━━━━━ Reading text
Partnerships for a Common Purpose: Cooperative Fisheries Research and Management

Making Cooperative Research Work: The Columbia River Fisheries Management Experience

Mike A. Matyelwich

doi: https://doi.org/10.47886/9781888569858.ch22

Adult returns of salmon Oncorhynchus spp. and steelhead O. mykiss to the Columbia River basin in the predevelopment era are estimated at 11–16 million (NPPC 1986). In 1995, adult returns hit a low of 672,000 (ODFW and WDFW 2002). Recent returns are 2–3 million annually. Many factors contributed to the decline, including hydropower development, irrigation, agriculture, forestry, urbanization, and fishing. The challenge today is managing a resource subject to continued development pressures. In the last several decades, fisheries managers have incorporated advances in data gathering to provide policy makers with an improved basis for making decisions.

The fisheries management process in the Columbia River changed significantly in 1969 when a group of tribal members sued the state of Oregon in federal court over fishing regulations (SoHappy v. Smith 1969). The case, which was consolidated with United States v. Oregon 1969, established and quantified the treaty fishing right. The legal framework resulted in establishing the treaty tribes as comanagers of the resource. The first fish management plan under court jurisdiction was completed in 1977. The focus of the 1977 plan, also referred to as the Five-Year Plan, was allocation of in-river fishing. The 1977 plan also created the Technical Advisory Committee (TAC) as a forum for the parties to develop and analyze biological information. The parties agreed to “diligently pursue and promote, through cooperative efforts, upriver maintenance of fish habitat and hatchery rearing programs,” but did not include specific actions. When the 1977 plan expired in 1982, the United States v. Oregon parties began negotiating a successor plan.
━━━━━━━━━━
▸ Work instruction A
Translate this sentence from the Columbia River fisheries passage into Spanish: "The first fish management plan under court jurisdiction was completed in 1977."
▸ Work instruction B
Restate everything in the Columbia River fisheries passage from "Making Cooperative Research" down to "for making decisions.", using "resource managers" in place of "fisheries managers".
▸ Work instruction C
Please write the next part of the Columbia River fisheries passage, picking up after its final sentence.
The entries have no connection to the Columbia River fisheries passage.
━━━━━ Data for review
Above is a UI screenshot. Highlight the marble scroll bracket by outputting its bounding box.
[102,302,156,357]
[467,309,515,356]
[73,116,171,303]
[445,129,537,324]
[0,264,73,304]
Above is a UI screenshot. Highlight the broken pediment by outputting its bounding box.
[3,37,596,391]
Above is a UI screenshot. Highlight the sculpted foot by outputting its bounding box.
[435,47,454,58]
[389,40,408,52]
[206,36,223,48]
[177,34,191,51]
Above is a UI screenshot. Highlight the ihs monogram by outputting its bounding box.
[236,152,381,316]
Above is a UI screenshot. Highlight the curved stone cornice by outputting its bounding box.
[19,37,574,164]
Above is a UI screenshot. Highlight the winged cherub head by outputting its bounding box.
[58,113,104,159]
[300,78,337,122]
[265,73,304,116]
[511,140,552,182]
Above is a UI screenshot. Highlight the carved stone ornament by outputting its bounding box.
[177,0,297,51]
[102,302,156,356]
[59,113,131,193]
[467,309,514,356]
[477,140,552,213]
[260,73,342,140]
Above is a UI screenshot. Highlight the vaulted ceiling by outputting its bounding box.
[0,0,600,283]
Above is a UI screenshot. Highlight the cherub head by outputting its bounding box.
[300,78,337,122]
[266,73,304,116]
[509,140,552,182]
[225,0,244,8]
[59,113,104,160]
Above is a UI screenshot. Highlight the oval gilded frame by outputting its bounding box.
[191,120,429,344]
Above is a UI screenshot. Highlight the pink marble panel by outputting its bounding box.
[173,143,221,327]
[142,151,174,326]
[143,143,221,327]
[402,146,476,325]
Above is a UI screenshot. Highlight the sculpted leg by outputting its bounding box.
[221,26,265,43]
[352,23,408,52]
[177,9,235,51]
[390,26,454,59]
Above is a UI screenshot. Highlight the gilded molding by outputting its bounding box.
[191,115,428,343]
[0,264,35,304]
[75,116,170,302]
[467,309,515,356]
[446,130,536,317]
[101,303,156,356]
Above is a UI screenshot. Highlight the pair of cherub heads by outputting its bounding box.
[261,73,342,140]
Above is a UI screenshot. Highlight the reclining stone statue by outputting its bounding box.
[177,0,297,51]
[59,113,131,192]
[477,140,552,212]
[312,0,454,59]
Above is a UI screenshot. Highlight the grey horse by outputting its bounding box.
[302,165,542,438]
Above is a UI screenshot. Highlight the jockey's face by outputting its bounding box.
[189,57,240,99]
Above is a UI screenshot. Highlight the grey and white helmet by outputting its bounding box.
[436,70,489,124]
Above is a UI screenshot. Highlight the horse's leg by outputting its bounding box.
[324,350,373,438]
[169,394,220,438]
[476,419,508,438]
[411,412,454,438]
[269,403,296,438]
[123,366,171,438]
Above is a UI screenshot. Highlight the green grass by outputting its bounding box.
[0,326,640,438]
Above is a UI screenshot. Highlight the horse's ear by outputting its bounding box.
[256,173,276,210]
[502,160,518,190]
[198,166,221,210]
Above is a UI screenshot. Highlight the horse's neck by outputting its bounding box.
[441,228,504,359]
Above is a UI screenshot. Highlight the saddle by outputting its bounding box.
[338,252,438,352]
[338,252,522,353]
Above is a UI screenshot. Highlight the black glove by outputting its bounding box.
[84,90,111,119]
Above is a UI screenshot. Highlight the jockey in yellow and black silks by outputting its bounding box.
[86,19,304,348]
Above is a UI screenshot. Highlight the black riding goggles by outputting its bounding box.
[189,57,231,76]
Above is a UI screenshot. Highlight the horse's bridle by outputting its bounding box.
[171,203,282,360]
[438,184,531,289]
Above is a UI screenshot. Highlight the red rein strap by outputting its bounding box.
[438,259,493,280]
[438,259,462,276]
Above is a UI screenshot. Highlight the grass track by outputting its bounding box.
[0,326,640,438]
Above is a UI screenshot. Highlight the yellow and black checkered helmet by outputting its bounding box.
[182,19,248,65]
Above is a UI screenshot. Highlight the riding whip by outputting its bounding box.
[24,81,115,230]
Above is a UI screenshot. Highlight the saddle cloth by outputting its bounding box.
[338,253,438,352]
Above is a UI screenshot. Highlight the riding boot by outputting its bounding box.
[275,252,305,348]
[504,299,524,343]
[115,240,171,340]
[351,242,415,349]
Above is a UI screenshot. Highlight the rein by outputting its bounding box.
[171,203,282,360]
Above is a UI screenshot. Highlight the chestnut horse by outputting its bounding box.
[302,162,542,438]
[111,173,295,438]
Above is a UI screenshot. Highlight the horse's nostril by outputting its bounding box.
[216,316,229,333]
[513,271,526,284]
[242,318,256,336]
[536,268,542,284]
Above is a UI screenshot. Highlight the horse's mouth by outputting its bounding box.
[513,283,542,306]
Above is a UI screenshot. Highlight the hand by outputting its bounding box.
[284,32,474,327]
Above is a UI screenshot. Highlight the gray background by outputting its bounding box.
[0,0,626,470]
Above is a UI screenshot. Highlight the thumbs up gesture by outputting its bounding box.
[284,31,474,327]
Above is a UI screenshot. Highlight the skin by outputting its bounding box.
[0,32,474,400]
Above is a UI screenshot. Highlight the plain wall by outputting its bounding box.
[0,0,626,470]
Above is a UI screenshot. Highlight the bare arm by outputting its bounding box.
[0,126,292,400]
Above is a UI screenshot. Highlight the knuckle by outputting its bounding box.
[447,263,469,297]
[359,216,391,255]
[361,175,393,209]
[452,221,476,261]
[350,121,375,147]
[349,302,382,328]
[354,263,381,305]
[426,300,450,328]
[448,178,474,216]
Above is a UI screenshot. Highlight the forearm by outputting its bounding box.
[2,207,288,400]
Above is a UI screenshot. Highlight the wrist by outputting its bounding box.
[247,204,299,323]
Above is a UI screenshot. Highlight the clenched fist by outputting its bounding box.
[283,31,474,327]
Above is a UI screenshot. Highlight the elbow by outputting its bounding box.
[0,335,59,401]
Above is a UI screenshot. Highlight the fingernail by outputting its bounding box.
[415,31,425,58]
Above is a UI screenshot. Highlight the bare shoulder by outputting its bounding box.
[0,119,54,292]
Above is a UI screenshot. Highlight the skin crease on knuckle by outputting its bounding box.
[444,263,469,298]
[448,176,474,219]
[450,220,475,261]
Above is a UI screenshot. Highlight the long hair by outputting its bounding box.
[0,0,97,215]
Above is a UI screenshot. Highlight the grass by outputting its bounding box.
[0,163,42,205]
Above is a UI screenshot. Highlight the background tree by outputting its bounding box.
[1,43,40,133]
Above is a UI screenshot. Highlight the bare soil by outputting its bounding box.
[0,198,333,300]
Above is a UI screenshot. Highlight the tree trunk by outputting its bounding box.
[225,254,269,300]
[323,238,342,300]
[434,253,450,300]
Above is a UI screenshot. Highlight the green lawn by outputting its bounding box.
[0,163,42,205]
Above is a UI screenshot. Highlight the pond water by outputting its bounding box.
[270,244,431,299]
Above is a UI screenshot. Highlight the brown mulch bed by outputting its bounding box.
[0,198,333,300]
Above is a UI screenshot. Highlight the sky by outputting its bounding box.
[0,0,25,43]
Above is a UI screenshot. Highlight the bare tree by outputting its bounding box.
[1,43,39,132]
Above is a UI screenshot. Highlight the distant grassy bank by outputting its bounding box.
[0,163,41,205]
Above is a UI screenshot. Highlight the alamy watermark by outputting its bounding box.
━━━━━━━━━━
▸ Response A
El primer plan de manejo pesquero bajo jurisdicción judicial se completó en 1977.

▸ Response B
Making Cooperative Research Work: The Columbia River Fisheries Management Experience

Mike A. Matyelwich

doi: https://doi.org/10.47886/9781888569858.ch22

Adult returns of salmon Oncorhynchus spp. and steelhead O. mykiss to the Columbia River basin in the predevelopment era are estimated at 11–16 million (NPPC 1986). In 1995, adult returns hit a low of 672,000 (ODFW and WDFW 2002). Recent returns are 2–3 million annually. Many factors contributed to the decline, including hydropower development, irrigation, agriculture, forestry, urbanization, and fishing. The challenge today is managing a resource subject to continued development pressures. In the last several decades, resource managers have incorporated advances in data gathering to provide policy makers with an improved basis for making decisions.

▸ Response C
Significant new information on the ocean distribution of salmon became available with the implementation of the coast-wide coded-wire-tag (cwt) program in the late 1970s. The system required the cooperation of agencies all along the Pacific coast to provide release and recovery data. The information allowed fisheries managers to quantify the contribution of tagged groups to ocean fisheries. The allocation discussions expanded to include the effects of ocean fisheries. The tribes sued the Secretary of Commerce each year from 1979 to 1982 (Yakima v. Baldridge1985) over ocean fishing regulations that did not provide for adequate inside/outside allocation.